EXERCISE BRIEF:
Swap "marker" for "dot" throughout the rows below, and write every row out again with nothing else changed.

__________

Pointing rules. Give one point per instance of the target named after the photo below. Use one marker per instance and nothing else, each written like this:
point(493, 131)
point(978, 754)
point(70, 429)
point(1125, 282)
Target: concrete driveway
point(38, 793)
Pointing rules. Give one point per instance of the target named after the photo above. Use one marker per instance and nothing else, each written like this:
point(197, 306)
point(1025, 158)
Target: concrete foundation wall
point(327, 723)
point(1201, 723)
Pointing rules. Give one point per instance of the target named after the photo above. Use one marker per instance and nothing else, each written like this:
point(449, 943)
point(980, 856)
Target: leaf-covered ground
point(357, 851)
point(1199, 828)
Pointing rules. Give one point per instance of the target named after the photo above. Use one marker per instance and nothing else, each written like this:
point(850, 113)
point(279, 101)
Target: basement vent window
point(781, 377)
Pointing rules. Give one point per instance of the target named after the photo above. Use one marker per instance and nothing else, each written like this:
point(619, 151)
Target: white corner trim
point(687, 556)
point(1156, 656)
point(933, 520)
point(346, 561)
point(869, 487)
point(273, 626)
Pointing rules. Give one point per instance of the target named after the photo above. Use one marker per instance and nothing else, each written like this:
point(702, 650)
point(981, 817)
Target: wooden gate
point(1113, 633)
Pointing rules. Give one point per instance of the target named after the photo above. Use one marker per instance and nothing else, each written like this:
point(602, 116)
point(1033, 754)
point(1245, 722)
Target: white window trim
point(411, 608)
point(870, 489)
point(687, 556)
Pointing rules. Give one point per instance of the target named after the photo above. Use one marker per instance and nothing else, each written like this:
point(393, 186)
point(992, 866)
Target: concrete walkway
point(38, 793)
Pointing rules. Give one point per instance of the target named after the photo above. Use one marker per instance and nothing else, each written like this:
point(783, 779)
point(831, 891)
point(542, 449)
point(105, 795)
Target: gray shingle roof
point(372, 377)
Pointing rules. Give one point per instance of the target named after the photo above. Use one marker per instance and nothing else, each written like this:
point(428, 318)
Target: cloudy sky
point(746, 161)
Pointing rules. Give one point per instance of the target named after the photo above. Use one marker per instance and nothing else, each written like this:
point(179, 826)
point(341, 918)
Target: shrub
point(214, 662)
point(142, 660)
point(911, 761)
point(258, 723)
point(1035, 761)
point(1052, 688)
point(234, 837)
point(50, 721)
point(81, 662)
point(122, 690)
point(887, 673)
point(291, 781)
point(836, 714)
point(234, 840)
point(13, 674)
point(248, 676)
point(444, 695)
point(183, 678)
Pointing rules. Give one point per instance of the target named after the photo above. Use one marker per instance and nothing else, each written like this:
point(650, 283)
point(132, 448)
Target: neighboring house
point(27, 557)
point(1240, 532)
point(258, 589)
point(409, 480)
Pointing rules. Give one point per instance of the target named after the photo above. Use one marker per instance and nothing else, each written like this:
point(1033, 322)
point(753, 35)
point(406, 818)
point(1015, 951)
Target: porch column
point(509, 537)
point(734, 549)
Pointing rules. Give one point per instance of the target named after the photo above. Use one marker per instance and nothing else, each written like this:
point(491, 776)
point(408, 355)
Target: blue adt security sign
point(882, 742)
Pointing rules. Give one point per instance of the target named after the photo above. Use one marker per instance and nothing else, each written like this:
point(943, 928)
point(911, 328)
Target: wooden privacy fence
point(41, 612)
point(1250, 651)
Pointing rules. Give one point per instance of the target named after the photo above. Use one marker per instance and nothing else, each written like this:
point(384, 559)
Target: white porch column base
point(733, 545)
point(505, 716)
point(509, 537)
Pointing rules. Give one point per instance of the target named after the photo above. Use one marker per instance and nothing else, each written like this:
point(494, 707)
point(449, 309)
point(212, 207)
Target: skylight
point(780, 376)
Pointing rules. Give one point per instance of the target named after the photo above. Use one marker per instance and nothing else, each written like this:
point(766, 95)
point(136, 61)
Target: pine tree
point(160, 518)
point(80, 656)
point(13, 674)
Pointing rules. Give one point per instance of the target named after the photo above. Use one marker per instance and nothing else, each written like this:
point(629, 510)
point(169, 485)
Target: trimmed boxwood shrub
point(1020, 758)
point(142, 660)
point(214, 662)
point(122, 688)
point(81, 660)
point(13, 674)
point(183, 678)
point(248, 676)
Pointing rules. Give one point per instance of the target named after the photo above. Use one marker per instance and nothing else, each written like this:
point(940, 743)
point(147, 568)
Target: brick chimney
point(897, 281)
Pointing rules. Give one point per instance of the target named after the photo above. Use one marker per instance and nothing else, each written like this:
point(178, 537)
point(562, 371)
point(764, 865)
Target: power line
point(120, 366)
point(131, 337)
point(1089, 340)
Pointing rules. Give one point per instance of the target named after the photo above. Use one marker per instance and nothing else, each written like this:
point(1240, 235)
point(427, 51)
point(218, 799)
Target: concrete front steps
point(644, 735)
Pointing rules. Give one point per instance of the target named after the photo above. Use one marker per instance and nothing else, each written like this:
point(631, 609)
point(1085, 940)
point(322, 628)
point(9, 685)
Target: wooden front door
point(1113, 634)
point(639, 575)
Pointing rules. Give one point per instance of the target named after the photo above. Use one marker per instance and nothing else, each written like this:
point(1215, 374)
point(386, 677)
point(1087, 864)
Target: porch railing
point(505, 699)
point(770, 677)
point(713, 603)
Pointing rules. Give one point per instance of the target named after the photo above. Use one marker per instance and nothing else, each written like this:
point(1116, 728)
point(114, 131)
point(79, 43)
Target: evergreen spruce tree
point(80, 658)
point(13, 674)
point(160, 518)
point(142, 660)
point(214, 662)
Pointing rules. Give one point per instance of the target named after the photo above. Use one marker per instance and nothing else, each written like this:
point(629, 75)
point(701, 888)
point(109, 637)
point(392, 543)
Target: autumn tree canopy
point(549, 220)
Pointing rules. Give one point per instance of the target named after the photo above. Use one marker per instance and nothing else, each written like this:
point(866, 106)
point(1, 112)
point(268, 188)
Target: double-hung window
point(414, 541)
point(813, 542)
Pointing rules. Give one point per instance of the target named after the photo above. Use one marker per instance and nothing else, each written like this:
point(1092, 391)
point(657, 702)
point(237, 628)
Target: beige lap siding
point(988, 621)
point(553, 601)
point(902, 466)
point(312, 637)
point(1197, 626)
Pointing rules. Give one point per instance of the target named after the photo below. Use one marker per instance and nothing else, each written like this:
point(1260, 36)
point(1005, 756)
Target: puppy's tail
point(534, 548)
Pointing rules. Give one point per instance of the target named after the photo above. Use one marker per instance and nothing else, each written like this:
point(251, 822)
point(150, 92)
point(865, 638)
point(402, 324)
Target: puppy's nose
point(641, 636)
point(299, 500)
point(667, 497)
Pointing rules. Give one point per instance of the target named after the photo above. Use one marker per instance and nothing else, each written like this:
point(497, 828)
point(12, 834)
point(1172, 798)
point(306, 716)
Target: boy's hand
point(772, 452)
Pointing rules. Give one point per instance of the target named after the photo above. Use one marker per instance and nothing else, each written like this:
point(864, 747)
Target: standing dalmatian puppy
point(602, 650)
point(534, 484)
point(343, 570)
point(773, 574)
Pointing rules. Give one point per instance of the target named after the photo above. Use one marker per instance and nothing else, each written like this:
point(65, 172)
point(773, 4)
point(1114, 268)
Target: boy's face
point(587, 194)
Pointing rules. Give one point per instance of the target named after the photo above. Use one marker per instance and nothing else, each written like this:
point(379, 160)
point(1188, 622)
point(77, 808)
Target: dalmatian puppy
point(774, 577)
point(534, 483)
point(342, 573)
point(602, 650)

__________

TASK RESULT:
Pointing rules. Give one point per instance of the target named after the photo below. Use one dot per instance and nothing else, each written like this:
point(493, 131)
point(978, 754)
point(70, 429)
point(1125, 282)
Target: concrete driveway
point(38, 793)
Pointing rules. Give one point per instance of the target named after the photo above. Use one dot per instance and nothing else, each written like this:
point(197, 306)
point(1025, 158)
Target: concrete foundation wall
point(327, 723)
point(1201, 723)
Pointing rules. Give one point per instance of the target named after the photo above. Use one dot per instance and nothing else, each written like this:
point(449, 943)
point(980, 856)
Target: leaf-covered ground
point(357, 851)
point(1199, 828)
Pointing rules. Give one point per instance of the target named after the photo above. Use one dot per instance and nothing else, each written like this:
point(850, 113)
point(279, 101)
Target: basement vent window
point(781, 377)
Pointing rules. Give one point per instance of the target named after the photo above. Use one dot per instance and nothing else, each written like this:
point(619, 151)
Target: white corner trim
point(687, 556)
point(1156, 656)
point(933, 520)
point(346, 561)
point(869, 487)
point(273, 626)
Pointing rules. Give one point per instance of the target named after the photo above. Use one dot per instance and nothing else, each written like this:
point(702, 650)
point(981, 817)
Target: wooden gate
point(1113, 633)
Pointing rules. Give one point per instance of the target named after the photo above. Use one dot per instance and nothing else, each written like this:
point(602, 116)
point(1033, 754)
point(1245, 722)
Target: white window trim
point(411, 608)
point(870, 489)
point(687, 556)
Pointing rules. Give one point per instance of the target named after the photo above. Use one dot per instance and nothing else, each written like this:
point(393, 186)
point(992, 866)
Target: concrete walkway
point(38, 793)
Pointing rules. Give one point per instance of the target named after the photo above. Use one dot per instance and nothing else, each written like this:
point(783, 779)
point(831, 891)
point(542, 449)
point(105, 795)
Target: gray shingle roof
point(372, 377)
Pointing rules. Give one point per instance of the target named after the photo above. Use one dot per instance and nothing else, each written like this:
point(428, 318)
Target: cloudy sky
point(746, 161)
Pointing rules. Give one point per instance of the target named after the photo above. Use one dot per instance and nothing else, each written like this:
point(179, 826)
point(341, 918)
Target: shrub
point(214, 662)
point(142, 660)
point(911, 761)
point(258, 723)
point(1035, 761)
point(1052, 688)
point(234, 837)
point(50, 721)
point(81, 662)
point(122, 690)
point(887, 673)
point(291, 781)
point(836, 714)
point(234, 840)
point(13, 674)
point(248, 676)
point(444, 695)
point(183, 678)
Pointing rules. Give one point per instance of the target named after the photo above. Use one dot per instance and nothing else, each written like this:
point(650, 283)
point(132, 448)
Target: neighboring house
point(27, 557)
point(1240, 532)
point(258, 589)
point(409, 480)
Pointing rules. Give one point per instance of the target named after the photo above. Use one dot per instance and nothing else, each written like this:
point(1033, 322)
point(753, 35)
point(406, 818)
point(1015, 951)
Target: porch column
point(509, 537)
point(734, 549)
Pointing rules. Give one point per instance of the target named after the photo above. Use one dot per instance and nothing else, each written like this:
point(491, 776)
point(408, 355)
Target: blue adt security sign
point(882, 742)
Pointing rules. Give one point per instance of the target named after the photo above. Use one dot per instance and nothing else, each written like this:
point(943, 928)
point(911, 328)
Target: wooden privacy fence
point(41, 612)
point(1250, 651)
Pointing rules. Give one point per instance of the target named after the photo above. Use one dot per instance and nothing else, each written like this:
point(384, 559)
Target: white porch column base
point(733, 545)
point(505, 716)
point(509, 537)
Pointing rules. Give one point per instance of the target named after the photo above. Use one dot per instance and nothing else, each written like this:
point(494, 707)
point(449, 309)
point(212, 207)
Target: skylight
point(780, 376)
Pointing rules. Give one point per instance of the target named after the photo above. Use one dot per instance and nothing else, each written like this:
point(766, 95)
point(136, 61)
Target: pine tree
point(160, 518)
point(80, 656)
point(13, 674)
Pointing rules. Give one point per instance of the target named after the photo above. Use one dot per instance and nothing else, each written like this:
point(629, 510)
point(169, 485)
Target: trimmed boxwood shrub
point(1020, 758)
point(142, 660)
point(214, 662)
point(122, 688)
point(81, 660)
point(13, 674)
point(183, 678)
point(248, 676)
Pointing rules. Give one point per instance of the target named after the photo above. Use one dot per instance and nothing else, each written like this:
point(940, 743)
point(147, 568)
Target: brick chimney
point(897, 281)
Pointing rules. Give one point per instance of the target named after the photo above. Use one dot per instance and nothing else, each written like this:
point(178, 537)
point(562, 371)
point(764, 865)
Target: power line
point(120, 366)
point(131, 337)
point(1089, 340)
Pointing rules. Give one point per instance of the target named after the photo above. Use one dot per instance and nothing else, each written like this:
point(1240, 235)
point(427, 51)
point(218, 799)
Target: concrete front steps
point(644, 735)
Pointing rules. Give one point per instance of the target named after the photo above. Use one dot per instance and nothing else, each written like this:
point(631, 609)
point(1085, 940)
point(322, 628)
point(9, 685)
Target: wooden front door
point(1113, 634)
point(639, 575)
Pointing rules. Give one point per instance of the target named after the photo above. Use one dot per instance and nothing else, each written like this:
point(1215, 374)
point(386, 677)
point(1087, 864)
Target: porch railing
point(505, 699)
point(770, 677)
point(713, 603)
Pointing rules. Give one point per instance of the target named after the photo above. Use one dot per instance and nothing else, each written like this:
point(1116, 728)
point(114, 131)
point(79, 43)
Target: evergreen spruce tree
point(80, 658)
point(13, 674)
point(160, 518)
point(142, 660)
point(214, 662)
Pointing rules. Give one point per instance of the target named after the photo above. Use one dot per instance and nothing else, each written like this:
point(629, 75)
point(701, 888)
point(109, 637)
point(392, 543)
Target: autumn tree canopy
point(549, 220)
Pointing rules. Give one point per instance of the target named after the photo above. Use one dot per instance and nothing else, each written like this:
point(866, 106)
point(1, 112)
point(268, 188)
Target: double-hung window
point(414, 541)
point(813, 542)
Pointing rules. Give one point per instance of the target named after the photo above. Use one dot per instance and nothing else, each written like this:
point(1092, 391)
point(657, 702)
point(237, 628)
Target: beige lap siding
point(988, 621)
point(553, 601)
point(902, 466)
point(312, 637)
point(1197, 626)
Pointing rules. Give one point per instance of the target named after the photo below. Use one dot per instance and nothing else, each written like this:
point(1260, 36)
point(1005, 756)
Target: puppy's tail
point(534, 548)
Pointing rules. Give one point per instance of the target named after the photo above. Use one dot per instance and nothing else, each written like this:
point(251, 822)
point(150, 92)
point(865, 638)
point(402, 324)
Target: puppy's nose
point(641, 636)
point(299, 500)
point(667, 497)
Pointing rules. Give one point per instance of the target named after the photo above. Use one dot per instance and nothing else, each written like this:
point(497, 828)
point(12, 834)
point(1172, 798)
point(306, 716)
Target: boy's hand
point(772, 452)
Pointing rules. Give one point per instance of the target named after the photo above. Use one dot per instance and nothing else, each written like this:
point(864, 747)
Target: standing dalmatian puppy
point(602, 650)
point(534, 484)
point(343, 570)
point(773, 574)
Pointing rules. Give one point per instance of the target named after the photo above. Use one dot per instance and nothing else, each written like this:
point(65, 172)
point(773, 4)
point(1114, 268)
Target: boy's face
point(587, 194)
Pointing rules. Give one point per instance of the target named after the photo above. Use one dot per instance and nothing else, each written like this:
point(379, 160)
point(1188, 622)
point(77, 808)
Target: dalmatian puppy
point(774, 577)
point(534, 483)
point(342, 573)
point(602, 650)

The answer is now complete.